▶ [Description of the task] Could you repeat exactly the lines from the one containing "The pointer SHOULD return, for each instance of the clear" through the last line of the records, with no pictures?

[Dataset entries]
Start of Block

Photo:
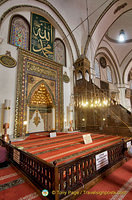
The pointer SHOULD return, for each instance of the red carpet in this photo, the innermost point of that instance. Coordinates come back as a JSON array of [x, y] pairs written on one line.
[[116, 186], [64, 147], [14, 187]]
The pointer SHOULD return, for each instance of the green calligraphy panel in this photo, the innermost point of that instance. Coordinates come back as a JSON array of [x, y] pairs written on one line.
[[42, 36]]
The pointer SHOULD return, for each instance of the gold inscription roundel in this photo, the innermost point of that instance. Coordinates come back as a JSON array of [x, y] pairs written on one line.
[[7, 61]]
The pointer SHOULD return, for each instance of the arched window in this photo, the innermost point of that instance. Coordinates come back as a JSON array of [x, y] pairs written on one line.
[[59, 52], [97, 70], [87, 75], [19, 32], [109, 75]]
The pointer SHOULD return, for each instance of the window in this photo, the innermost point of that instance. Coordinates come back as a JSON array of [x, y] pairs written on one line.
[[109, 75], [19, 32], [97, 70], [59, 52]]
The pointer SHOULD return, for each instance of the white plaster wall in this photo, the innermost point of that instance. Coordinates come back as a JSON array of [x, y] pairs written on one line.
[[8, 75]]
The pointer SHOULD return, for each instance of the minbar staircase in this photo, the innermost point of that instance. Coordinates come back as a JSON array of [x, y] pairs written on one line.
[[119, 121]]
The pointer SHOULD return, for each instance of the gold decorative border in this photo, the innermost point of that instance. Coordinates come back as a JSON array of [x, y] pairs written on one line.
[[43, 11], [22, 80], [10, 62]]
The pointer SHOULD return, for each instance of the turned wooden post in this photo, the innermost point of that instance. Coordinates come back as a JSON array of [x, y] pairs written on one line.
[[56, 181]]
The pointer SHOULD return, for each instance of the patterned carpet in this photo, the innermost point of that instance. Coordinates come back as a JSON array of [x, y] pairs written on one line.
[[116, 186], [65, 146]]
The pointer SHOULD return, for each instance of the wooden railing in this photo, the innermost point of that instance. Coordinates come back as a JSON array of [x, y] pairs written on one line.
[[39, 172], [63, 179]]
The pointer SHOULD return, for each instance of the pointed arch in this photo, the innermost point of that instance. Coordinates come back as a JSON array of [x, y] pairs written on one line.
[[19, 32]]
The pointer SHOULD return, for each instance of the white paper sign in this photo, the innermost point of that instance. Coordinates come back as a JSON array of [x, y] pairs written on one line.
[[16, 156], [128, 144], [101, 160], [53, 134], [87, 139]]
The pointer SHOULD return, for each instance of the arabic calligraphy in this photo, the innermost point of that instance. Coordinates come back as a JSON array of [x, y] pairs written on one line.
[[42, 36]]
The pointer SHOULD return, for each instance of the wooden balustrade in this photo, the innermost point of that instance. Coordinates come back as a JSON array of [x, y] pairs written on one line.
[[61, 180]]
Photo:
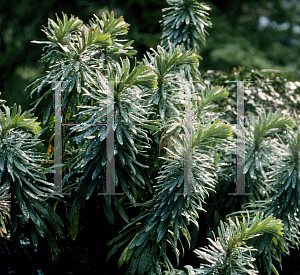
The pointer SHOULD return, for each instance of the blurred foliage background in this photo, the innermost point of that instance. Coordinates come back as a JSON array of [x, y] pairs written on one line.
[[256, 34]]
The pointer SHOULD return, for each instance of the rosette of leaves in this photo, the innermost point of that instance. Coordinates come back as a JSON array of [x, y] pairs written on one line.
[[75, 54], [230, 253], [168, 214], [184, 22], [262, 148], [168, 67], [4, 210], [22, 174], [283, 203], [131, 138]]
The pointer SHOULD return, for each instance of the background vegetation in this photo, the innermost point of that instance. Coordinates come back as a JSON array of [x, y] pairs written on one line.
[[232, 38]]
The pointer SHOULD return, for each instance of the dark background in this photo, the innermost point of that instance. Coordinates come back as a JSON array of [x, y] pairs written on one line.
[[238, 38]]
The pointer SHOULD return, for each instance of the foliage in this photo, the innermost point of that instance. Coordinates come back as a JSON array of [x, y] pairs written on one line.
[[184, 23], [22, 174], [150, 151]]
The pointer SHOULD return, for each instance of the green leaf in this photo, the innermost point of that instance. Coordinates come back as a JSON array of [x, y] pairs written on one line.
[[120, 209], [74, 226]]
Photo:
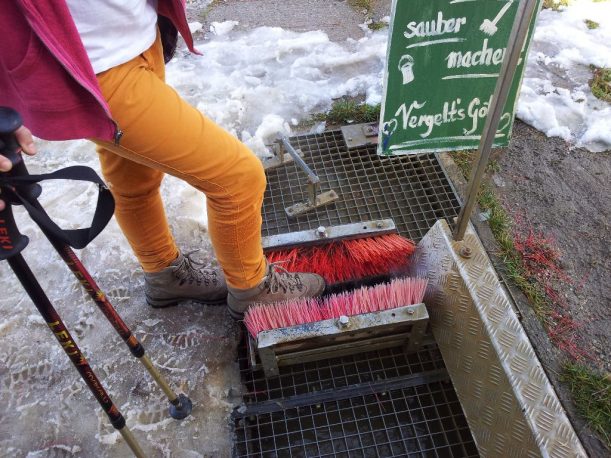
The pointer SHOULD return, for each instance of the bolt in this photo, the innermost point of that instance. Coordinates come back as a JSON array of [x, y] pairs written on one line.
[[465, 252], [343, 321]]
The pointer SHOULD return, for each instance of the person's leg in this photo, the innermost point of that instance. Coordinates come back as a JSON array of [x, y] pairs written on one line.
[[164, 133], [139, 209]]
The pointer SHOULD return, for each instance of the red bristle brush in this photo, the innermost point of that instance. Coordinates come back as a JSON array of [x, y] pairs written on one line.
[[343, 260], [398, 293]]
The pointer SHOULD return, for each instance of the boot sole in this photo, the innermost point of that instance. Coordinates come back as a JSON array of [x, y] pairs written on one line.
[[173, 302]]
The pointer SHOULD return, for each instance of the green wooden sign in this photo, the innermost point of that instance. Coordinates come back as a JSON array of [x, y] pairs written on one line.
[[443, 61]]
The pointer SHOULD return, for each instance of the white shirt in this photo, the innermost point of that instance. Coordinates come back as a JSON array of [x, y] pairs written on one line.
[[114, 31]]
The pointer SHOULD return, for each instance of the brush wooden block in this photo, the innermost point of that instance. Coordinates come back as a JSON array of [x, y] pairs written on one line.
[[401, 326]]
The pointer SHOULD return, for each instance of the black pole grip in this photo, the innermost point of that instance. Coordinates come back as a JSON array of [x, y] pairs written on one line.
[[10, 121]]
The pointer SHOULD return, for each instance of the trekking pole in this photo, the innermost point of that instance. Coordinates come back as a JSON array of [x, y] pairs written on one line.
[[180, 405], [11, 244]]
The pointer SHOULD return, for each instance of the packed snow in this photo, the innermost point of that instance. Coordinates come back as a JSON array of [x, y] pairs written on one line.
[[256, 84], [555, 96]]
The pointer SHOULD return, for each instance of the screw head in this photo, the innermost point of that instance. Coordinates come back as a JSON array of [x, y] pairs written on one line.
[[343, 321]]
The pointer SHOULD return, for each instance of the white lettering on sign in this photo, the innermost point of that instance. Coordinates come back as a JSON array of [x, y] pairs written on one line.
[[485, 56], [411, 117], [434, 27], [449, 113]]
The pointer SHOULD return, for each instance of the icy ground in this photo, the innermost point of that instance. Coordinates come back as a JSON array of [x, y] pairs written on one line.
[[254, 83]]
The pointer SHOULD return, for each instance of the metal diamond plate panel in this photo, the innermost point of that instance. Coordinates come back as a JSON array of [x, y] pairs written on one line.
[[509, 403]]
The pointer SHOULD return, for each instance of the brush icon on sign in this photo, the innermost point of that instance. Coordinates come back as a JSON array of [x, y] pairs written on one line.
[[488, 26]]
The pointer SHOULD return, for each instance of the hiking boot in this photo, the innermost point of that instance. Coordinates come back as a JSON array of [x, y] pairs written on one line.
[[278, 285], [185, 279]]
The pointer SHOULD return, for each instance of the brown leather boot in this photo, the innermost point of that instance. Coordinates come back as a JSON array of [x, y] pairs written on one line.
[[185, 279], [277, 285]]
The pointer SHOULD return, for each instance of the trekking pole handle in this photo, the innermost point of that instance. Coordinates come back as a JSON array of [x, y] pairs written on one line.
[[12, 241], [10, 121]]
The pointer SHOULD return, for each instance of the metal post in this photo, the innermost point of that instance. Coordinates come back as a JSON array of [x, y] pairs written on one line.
[[516, 42]]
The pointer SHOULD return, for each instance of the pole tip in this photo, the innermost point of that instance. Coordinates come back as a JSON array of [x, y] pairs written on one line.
[[182, 409]]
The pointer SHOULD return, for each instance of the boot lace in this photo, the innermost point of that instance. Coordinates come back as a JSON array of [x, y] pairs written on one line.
[[278, 278], [191, 271]]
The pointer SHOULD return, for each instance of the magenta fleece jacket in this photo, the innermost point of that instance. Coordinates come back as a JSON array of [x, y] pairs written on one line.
[[45, 73]]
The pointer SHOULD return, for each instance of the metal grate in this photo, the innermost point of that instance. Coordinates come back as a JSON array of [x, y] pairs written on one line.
[[344, 408], [337, 373], [380, 403], [412, 190]]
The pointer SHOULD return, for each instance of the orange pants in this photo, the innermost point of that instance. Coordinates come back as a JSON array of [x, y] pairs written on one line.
[[164, 134]]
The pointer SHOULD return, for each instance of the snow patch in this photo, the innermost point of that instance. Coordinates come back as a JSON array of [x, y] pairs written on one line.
[[222, 28]]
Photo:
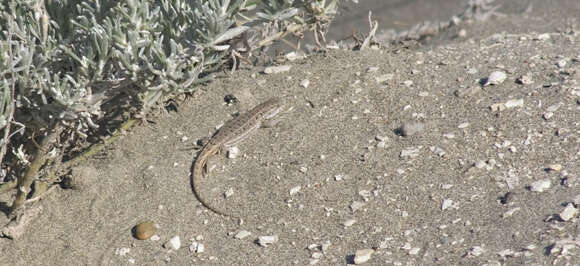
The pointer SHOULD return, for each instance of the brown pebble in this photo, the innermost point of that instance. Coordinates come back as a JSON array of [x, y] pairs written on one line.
[[508, 198], [144, 230]]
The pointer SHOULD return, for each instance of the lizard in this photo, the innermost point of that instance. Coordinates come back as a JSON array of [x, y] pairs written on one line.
[[230, 134]]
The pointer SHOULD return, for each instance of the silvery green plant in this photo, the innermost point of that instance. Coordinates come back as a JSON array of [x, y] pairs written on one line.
[[68, 63]]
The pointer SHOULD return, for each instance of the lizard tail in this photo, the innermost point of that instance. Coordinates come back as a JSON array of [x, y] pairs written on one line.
[[197, 174]]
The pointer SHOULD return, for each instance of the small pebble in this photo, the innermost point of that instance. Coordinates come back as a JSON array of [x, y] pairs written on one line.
[[463, 125], [145, 230], [277, 69], [446, 204], [363, 255], [569, 212], [233, 152], [547, 115], [555, 167], [414, 251], [470, 91], [511, 212], [294, 190], [576, 200], [542, 37], [476, 251], [540, 185], [526, 79], [508, 198], [514, 103], [349, 222], [200, 248], [173, 243], [495, 78], [372, 69], [410, 152], [561, 63], [411, 128], [242, 234], [356, 205], [266, 240], [317, 255]]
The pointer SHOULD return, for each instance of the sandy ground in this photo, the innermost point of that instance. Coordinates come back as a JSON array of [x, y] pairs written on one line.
[[337, 176]]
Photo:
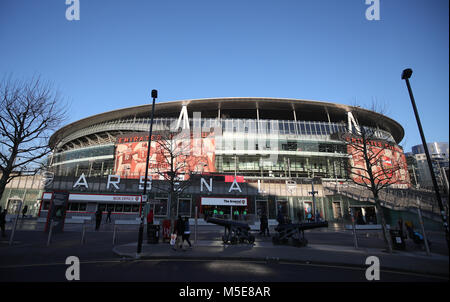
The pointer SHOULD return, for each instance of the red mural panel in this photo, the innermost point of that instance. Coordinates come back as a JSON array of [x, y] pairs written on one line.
[[192, 155], [388, 164]]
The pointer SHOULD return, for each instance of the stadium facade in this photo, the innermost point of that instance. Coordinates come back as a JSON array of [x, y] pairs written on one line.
[[264, 155]]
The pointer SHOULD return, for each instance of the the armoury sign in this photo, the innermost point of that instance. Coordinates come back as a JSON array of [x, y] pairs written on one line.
[[214, 201]]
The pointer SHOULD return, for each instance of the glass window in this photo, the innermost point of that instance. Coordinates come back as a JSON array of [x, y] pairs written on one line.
[[161, 208], [313, 128], [184, 207], [135, 208], [292, 128], [118, 208], [127, 208], [308, 129], [302, 128]]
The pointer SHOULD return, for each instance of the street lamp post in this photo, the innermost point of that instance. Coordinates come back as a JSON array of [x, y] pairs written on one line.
[[406, 74], [141, 226]]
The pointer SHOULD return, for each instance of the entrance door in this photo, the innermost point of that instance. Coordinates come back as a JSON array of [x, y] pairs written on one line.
[[184, 207], [13, 205], [262, 207], [161, 208], [337, 211], [307, 205], [282, 205]]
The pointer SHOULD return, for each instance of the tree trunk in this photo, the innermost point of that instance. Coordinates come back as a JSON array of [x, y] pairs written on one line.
[[3, 182], [386, 235]]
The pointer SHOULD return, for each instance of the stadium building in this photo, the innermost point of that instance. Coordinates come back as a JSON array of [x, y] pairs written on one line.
[[261, 155]]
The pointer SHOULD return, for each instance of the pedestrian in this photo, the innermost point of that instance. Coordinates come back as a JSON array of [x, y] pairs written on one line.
[[187, 233], [150, 217], [309, 216], [236, 214], [244, 214], [280, 218], [179, 231], [400, 228], [264, 225], [108, 216], [98, 219], [299, 216], [2, 221], [24, 211]]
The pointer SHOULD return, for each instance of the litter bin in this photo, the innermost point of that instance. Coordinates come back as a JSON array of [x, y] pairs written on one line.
[[397, 240], [152, 233]]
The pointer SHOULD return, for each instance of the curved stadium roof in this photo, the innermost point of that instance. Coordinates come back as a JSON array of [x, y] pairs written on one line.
[[237, 107]]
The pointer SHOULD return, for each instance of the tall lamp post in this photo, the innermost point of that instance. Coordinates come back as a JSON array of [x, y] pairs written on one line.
[[141, 226], [406, 74]]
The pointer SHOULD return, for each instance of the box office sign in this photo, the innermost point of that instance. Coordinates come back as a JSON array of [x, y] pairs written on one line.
[[215, 201], [105, 198]]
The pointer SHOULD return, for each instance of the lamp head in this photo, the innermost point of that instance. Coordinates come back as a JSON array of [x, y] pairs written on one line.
[[406, 74]]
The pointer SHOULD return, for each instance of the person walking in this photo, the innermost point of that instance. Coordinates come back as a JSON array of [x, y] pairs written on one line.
[[299, 216], [187, 233], [98, 219], [150, 217], [179, 231], [108, 216], [264, 225], [24, 211], [2, 221]]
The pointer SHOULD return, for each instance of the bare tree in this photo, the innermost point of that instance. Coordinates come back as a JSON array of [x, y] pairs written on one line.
[[374, 166], [29, 113], [175, 166]]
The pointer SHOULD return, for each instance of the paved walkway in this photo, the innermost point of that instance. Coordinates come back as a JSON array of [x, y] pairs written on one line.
[[417, 262], [328, 246]]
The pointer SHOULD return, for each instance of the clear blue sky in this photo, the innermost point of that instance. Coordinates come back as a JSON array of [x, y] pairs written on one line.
[[307, 49]]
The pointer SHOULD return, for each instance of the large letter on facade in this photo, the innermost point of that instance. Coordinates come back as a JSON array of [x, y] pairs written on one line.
[[203, 181], [73, 11], [114, 183], [142, 181], [352, 121], [235, 186], [81, 182]]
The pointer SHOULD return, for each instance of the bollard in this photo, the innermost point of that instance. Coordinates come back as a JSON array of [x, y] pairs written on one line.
[[83, 233], [50, 233], [115, 234], [11, 239], [195, 229], [355, 238]]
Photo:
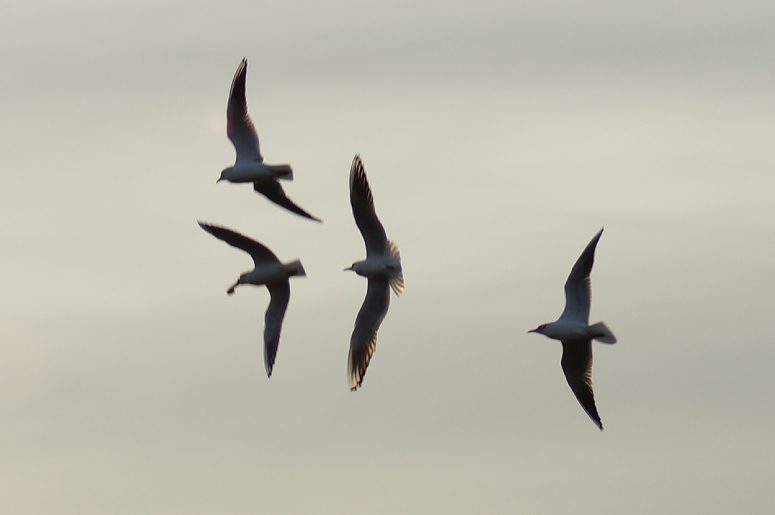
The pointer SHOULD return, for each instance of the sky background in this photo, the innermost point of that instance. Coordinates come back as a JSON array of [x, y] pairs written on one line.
[[498, 137]]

End of Block

▶ [Result of the exercise]
The pointer SHOULD return, for each instance of the clear blue sky in this photo, the innermost point of that instance. Coordinates come back as a JSON array of [x, y] pairs written on one line.
[[307, 49]]
The pointer SHOULD return, for each instance of the large letter on facade in this photo, the innermost point of that instance. Coordinates come back as a JSON array of [x, y] pairs written on one line.
[[203, 181], [73, 11], [114, 183], [142, 181], [352, 121], [235, 186], [81, 182]]
The pointer SHOULD return, for each instance of the bollard in this photo, the innermost point of that instance. Coordinates come back as a JSON array of [x, y] pairs written on one line.
[[83, 233], [50, 233], [115, 234], [11, 239], [195, 229], [355, 238]]
Photo:
The pointer SHOULD return, for each instance of the sky background in this photo, the innermost point of that instance. Coordinates come back as a JSON array of [x, y] pairs written on one line.
[[498, 137]]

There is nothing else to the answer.